# [Short problem]
Write the next part of the forum post about the owl finch, picking up after its final sentence.

— Start of Page text —

# my owl finch



## s6t6nic6l (May 15, 2010)

Pearl the owl (BICHENO) finch has become a new member of the household. she will accompanied with a male soon. 
can you guess what his name will be?

settling in:

https://www.youtube.com/watch?v=eM7sKa42jCY

new cage and own perches placed and swing made from branches of the "cham' basking tree".
nest box placed outside after removing some wire and bath placed inside. these two will be removed from the cage after making a "play area" in another part of the room where they will sleep, in another new "house" they have, bathe and for treats and such which will give some extra space in the cage when they want to retire there for security.

settled:

https://www.youtube.com/watch?v=XWOn6nDgoDI

after 2 weeks of her getting used to her surroundings I have opened the cage doors so she can have an exercise flight if she so chooses.

— End of Page text —
— Start of Entries provided —

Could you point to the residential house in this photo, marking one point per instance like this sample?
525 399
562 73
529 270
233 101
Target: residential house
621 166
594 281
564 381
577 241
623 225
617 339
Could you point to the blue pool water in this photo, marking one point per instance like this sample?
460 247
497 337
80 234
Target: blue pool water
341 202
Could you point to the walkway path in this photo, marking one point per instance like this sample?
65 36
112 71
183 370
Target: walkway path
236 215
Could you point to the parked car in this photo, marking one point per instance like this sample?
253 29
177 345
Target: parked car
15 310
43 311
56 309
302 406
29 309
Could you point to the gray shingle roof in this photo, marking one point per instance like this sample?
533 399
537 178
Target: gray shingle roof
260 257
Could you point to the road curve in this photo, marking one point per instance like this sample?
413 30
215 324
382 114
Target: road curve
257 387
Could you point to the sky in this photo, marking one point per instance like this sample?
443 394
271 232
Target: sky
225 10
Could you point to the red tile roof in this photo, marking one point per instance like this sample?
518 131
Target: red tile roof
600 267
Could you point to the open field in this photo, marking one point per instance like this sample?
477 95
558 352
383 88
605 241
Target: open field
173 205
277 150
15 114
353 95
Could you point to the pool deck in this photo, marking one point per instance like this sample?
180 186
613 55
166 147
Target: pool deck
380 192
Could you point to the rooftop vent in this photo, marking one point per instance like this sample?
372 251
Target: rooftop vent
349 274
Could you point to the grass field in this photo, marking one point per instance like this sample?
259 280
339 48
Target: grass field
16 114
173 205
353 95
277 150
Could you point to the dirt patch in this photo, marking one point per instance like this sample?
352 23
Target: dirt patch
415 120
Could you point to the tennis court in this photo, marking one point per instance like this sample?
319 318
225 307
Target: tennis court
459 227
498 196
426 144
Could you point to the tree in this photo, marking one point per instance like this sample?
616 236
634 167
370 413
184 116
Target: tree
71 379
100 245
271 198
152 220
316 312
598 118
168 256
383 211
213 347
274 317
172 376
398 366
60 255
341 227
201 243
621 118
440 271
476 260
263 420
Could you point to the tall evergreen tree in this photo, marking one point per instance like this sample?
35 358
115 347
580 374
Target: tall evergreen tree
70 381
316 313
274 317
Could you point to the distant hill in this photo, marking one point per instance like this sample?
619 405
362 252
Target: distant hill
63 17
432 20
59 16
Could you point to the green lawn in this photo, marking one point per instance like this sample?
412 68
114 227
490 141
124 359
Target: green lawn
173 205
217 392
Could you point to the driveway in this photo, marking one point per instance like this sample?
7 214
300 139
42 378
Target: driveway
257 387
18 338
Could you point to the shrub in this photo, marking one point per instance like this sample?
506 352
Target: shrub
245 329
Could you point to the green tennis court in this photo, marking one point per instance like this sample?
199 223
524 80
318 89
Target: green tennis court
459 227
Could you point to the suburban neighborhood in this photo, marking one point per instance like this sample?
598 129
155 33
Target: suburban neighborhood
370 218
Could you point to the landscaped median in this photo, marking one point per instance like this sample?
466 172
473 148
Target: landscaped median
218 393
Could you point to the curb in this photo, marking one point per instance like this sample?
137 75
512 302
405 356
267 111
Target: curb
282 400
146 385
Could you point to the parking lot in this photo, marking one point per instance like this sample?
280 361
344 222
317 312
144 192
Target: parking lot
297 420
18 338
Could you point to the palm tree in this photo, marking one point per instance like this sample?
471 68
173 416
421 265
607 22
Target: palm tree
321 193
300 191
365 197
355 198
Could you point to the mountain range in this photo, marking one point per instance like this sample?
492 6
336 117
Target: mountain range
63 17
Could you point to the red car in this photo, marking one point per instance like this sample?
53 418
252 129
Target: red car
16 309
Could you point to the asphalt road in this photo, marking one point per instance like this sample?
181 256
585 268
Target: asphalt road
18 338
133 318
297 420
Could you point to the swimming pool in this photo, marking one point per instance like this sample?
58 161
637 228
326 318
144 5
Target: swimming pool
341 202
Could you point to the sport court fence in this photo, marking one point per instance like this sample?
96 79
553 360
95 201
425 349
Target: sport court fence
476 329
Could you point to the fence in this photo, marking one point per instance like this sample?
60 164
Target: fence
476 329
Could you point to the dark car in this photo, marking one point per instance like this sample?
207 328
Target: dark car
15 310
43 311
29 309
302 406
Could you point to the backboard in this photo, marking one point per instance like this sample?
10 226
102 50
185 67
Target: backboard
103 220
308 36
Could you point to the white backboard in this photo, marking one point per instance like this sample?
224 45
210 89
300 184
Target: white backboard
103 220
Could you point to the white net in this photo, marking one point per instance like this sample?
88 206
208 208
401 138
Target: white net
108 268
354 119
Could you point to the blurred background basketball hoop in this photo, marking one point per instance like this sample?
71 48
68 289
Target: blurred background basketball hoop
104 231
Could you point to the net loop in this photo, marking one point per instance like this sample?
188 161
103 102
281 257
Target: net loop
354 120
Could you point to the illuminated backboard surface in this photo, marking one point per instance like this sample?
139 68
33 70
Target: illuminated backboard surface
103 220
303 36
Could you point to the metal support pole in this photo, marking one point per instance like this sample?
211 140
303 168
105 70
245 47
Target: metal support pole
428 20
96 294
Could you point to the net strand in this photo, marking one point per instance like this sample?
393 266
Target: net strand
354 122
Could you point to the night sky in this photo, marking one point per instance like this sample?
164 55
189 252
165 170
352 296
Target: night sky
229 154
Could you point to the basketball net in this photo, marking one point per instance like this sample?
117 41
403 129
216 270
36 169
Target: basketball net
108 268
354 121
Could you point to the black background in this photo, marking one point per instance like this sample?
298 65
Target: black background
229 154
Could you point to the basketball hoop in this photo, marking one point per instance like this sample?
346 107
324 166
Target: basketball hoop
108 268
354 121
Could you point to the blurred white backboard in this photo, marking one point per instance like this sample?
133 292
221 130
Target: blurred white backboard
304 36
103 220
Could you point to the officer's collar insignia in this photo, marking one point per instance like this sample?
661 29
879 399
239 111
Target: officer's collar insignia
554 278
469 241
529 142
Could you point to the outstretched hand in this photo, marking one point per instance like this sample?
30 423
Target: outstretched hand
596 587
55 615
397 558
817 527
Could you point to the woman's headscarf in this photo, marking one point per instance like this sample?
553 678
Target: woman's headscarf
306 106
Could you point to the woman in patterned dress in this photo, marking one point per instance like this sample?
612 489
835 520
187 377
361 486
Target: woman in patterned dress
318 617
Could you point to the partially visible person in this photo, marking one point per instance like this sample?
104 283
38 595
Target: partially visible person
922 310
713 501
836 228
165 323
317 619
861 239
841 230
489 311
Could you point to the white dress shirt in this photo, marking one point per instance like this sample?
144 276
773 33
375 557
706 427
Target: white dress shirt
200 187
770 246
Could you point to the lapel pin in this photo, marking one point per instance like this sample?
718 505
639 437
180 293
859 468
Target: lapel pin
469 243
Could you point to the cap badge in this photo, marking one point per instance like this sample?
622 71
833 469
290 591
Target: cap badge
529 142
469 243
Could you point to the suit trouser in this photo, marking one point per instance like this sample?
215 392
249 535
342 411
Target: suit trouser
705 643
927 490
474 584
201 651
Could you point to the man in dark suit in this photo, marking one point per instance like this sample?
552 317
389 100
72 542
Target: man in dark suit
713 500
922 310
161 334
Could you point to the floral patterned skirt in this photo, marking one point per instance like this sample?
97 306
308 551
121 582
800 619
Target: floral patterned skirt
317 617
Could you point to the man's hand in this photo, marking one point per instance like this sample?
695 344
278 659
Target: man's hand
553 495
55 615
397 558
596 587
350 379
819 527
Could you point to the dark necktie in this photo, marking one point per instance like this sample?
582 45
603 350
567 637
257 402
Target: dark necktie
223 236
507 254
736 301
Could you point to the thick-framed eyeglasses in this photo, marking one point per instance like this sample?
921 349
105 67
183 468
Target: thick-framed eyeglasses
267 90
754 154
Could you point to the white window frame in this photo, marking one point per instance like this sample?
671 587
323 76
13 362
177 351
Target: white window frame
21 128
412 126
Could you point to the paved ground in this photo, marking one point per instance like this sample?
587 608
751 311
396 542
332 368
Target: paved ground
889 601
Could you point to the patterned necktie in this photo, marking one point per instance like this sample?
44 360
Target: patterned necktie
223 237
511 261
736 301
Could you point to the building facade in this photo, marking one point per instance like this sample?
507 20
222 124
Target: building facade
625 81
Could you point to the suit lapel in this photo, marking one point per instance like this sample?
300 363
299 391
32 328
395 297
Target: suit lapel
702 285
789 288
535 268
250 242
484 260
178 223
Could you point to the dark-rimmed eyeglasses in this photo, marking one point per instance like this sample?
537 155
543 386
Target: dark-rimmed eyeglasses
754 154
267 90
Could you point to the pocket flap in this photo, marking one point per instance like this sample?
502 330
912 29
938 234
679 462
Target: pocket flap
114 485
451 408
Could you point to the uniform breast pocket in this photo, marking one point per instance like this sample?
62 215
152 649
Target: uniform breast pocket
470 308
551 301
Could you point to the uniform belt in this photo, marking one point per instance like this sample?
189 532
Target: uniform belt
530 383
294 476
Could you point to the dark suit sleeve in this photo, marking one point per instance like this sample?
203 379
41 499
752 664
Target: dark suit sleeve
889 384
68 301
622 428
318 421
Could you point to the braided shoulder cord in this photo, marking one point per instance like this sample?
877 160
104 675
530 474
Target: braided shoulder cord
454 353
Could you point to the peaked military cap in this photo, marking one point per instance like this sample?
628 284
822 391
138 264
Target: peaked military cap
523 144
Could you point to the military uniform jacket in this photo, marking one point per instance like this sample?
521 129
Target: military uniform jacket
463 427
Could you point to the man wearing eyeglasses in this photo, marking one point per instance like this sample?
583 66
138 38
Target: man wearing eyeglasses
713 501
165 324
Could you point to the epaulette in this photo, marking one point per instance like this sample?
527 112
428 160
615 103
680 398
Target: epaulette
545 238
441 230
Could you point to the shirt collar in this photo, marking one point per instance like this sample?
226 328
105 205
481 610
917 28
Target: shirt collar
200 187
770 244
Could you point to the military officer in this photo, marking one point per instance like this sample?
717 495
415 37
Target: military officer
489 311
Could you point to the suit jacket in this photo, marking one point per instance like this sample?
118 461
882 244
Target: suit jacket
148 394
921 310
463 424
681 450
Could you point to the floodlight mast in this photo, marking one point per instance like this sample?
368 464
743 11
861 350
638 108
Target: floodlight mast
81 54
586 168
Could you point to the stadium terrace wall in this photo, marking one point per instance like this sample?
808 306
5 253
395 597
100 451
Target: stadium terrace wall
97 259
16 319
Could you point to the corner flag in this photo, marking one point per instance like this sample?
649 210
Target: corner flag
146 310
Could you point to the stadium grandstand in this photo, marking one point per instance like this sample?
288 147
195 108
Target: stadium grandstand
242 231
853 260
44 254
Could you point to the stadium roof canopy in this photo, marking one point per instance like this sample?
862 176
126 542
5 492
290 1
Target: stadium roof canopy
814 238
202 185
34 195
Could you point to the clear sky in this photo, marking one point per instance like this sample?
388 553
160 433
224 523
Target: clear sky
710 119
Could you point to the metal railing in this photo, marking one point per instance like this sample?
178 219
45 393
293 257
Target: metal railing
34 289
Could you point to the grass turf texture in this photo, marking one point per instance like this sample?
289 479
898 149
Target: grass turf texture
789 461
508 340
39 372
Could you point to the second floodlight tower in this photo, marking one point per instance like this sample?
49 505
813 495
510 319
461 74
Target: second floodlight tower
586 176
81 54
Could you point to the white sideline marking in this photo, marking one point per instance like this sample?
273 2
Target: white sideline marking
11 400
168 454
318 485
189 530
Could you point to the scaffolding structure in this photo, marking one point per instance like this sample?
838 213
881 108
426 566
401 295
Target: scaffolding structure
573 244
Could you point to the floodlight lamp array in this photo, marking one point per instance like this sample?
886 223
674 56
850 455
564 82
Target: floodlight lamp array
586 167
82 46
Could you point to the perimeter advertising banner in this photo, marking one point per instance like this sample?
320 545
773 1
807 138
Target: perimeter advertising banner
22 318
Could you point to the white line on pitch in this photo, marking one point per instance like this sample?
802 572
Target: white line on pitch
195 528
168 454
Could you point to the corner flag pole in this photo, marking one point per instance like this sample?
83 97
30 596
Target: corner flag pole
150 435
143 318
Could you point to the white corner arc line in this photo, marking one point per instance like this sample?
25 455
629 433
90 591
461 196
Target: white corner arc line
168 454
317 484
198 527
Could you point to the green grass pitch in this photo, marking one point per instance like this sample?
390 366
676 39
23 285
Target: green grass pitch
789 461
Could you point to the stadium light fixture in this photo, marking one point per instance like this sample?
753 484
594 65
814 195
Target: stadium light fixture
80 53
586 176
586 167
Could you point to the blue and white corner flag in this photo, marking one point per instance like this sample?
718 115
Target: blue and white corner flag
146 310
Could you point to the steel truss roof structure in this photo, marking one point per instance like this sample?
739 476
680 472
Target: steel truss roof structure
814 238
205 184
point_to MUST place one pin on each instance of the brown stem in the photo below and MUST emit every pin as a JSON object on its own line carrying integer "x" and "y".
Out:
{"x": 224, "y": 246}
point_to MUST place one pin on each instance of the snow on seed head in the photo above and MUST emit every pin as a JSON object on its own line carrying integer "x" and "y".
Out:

— End of Entries provided —

# [Result]
feeling at home:

https://www.youtube.com/watch?v=CJGY1Jev1Dw

loves having the odd sessions of noisy meowing with plenty of flying around the house and does this mainly whenever I sit at the computer desk in the other room for some reason!!!. attention seeking I suppose.

I have placed fittings over the back door grille gate to hang the cage on for when the sun is out for some good U.V. intake and fresh air and was placed there yesterday, what with the decent day we had.


----------



## Arcadiajohn (Jan 30, 2011)

Nice species,

Watch the hen, they get egg bound quick I found keep out of cold drafts. Good news on putting outside on sunny days but watch cold winds  I use bird lamps fitted to the cage myself all year and then put in the garden with me when I feel it's hot enough or the index is high enough to make a difference. Also bichenos are prone to long nails so keep them trim, plenty of grit, add B group vits to water and provide Ca and all should be well  

They LOVE jap millet! Nice treat.

I have just started on the Dutch method myself, I only use vassa-laga seeds, so I use the waxbill mix and then mix in a further 40% plain canary, 8% jap millet and 2% roughly niger.

Looks strange but........my collection if waxbills, serrins and whydahs love it so far  

Good luck 

John




s6t6nic6l said:


> Pearl the owl (BICHENO) finch has become a new member of the household. she will accompanied with a male soon.
> can you guess what his name will be?
> 
> settling in:
> ...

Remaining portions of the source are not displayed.